What this task involves: The data beneath this task has to be reprinted character for character.

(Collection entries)
• • • • •
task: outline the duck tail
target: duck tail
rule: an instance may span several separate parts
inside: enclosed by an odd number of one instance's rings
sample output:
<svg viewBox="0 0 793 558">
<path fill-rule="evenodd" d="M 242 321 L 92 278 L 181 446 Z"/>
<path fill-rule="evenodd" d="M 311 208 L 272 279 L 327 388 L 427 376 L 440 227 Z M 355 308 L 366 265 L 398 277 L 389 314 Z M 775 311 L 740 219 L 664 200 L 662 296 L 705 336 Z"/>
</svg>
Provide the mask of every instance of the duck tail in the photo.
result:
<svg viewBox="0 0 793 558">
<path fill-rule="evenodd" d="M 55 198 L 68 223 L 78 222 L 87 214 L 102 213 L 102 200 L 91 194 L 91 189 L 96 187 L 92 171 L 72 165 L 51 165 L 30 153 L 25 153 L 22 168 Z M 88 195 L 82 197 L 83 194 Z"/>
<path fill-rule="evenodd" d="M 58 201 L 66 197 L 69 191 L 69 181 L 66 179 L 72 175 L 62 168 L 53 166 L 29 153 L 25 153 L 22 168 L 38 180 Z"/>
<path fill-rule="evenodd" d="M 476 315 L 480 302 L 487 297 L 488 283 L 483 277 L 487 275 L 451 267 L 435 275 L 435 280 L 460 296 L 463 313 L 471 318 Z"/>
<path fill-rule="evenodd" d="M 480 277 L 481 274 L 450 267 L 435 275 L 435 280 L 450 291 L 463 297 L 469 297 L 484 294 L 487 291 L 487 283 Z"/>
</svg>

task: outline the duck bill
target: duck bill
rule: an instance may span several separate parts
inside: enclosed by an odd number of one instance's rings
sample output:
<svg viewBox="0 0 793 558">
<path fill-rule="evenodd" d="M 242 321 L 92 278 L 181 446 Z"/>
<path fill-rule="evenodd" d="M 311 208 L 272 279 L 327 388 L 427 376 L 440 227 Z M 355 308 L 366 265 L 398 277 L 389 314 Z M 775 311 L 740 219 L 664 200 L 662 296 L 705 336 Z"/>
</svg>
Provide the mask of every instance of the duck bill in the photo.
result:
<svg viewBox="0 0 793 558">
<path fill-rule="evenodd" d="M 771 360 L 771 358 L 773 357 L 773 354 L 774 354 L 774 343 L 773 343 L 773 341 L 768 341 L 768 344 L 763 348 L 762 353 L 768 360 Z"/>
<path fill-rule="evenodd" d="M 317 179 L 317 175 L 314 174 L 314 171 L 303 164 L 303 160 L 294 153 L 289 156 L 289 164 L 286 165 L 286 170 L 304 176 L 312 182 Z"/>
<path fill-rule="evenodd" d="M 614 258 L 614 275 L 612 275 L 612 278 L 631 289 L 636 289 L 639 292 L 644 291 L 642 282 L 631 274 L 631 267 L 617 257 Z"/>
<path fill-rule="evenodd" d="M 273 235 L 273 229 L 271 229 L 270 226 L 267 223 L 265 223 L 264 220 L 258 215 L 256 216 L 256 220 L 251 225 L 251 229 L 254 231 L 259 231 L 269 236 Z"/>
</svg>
• • • • •
Solution to this exercise:
task: outline the duck tail
target: duck tail
rule: an instance may span several separate parts
inside: enclosed by an odd number of one instance's rings
sample output:
<svg viewBox="0 0 793 558">
<path fill-rule="evenodd" d="M 242 321 L 92 278 L 181 446 Z"/>
<path fill-rule="evenodd" d="M 311 208 L 272 279 L 327 388 L 427 376 L 440 227 Z M 355 308 L 366 265 L 398 277 L 389 314 Z M 775 311 L 740 219 L 664 200 L 662 296 L 705 336 Z"/>
</svg>
Provide the mask of every instance of the duck tail in the photo.
result:
<svg viewBox="0 0 793 558">
<path fill-rule="evenodd" d="M 55 198 L 68 223 L 78 222 L 87 214 L 102 213 L 102 200 L 91 194 L 91 189 L 96 187 L 92 171 L 72 165 L 51 165 L 30 153 L 25 153 L 22 168 Z M 88 195 L 82 197 L 83 194 Z"/>
<path fill-rule="evenodd" d="M 58 201 L 66 197 L 69 191 L 69 181 L 66 179 L 72 175 L 62 168 L 53 166 L 29 153 L 25 153 L 22 168 L 38 180 Z"/>
<path fill-rule="evenodd" d="M 476 315 L 480 302 L 487 297 L 488 283 L 483 277 L 487 275 L 451 267 L 435 275 L 435 280 L 460 296 L 463 313 L 471 318 Z"/>
<path fill-rule="evenodd" d="M 480 277 L 481 274 L 450 267 L 435 275 L 435 280 L 450 291 L 463 297 L 469 297 L 484 294 L 487 291 L 487 283 Z"/>
</svg>

task: outline the duck bill
target: duck bill
rule: an instance may span several separate parts
inside: enclosed by an odd number of one instance's rings
sample output:
<svg viewBox="0 0 793 558">
<path fill-rule="evenodd" d="M 242 321 L 92 278 L 181 446 Z"/>
<path fill-rule="evenodd" d="M 311 208 L 272 279 L 327 388 L 427 376 L 440 227 Z M 355 308 L 366 265 L 398 277 L 389 314 Z M 775 311 L 740 219 L 664 200 L 662 296 L 705 336 Z"/>
</svg>
Provide the mask of every instance of the duck bill in the photo.
result:
<svg viewBox="0 0 793 558">
<path fill-rule="evenodd" d="M 771 360 L 771 358 L 773 357 L 773 354 L 774 354 L 774 343 L 773 343 L 773 341 L 768 341 L 768 344 L 763 348 L 762 353 L 768 360 Z"/>
<path fill-rule="evenodd" d="M 317 179 L 317 175 L 314 174 L 314 171 L 303 164 L 303 160 L 294 153 L 289 156 L 289 164 L 286 165 L 286 170 L 304 176 L 312 182 Z"/>
<path fill-rule="evenodd" d="M 614 258 L 614 275 L 612 275 L 612 278 L 631 289 L 636 289 L 639 292 L 644 291 L 642 282 L 631 274 L 631 267 L 617 257 Z"/>
<path fill-rule="evenodd" d="M 273 235 L 273 229 L 271 229 L 270 226 L 267 223 L 265 223 L 264 220 L 258 215 L 256 216 L 256 220 L 251 225 L 251 229 L 254 231 L 259 231 L 269 236 Z"/>
</svg>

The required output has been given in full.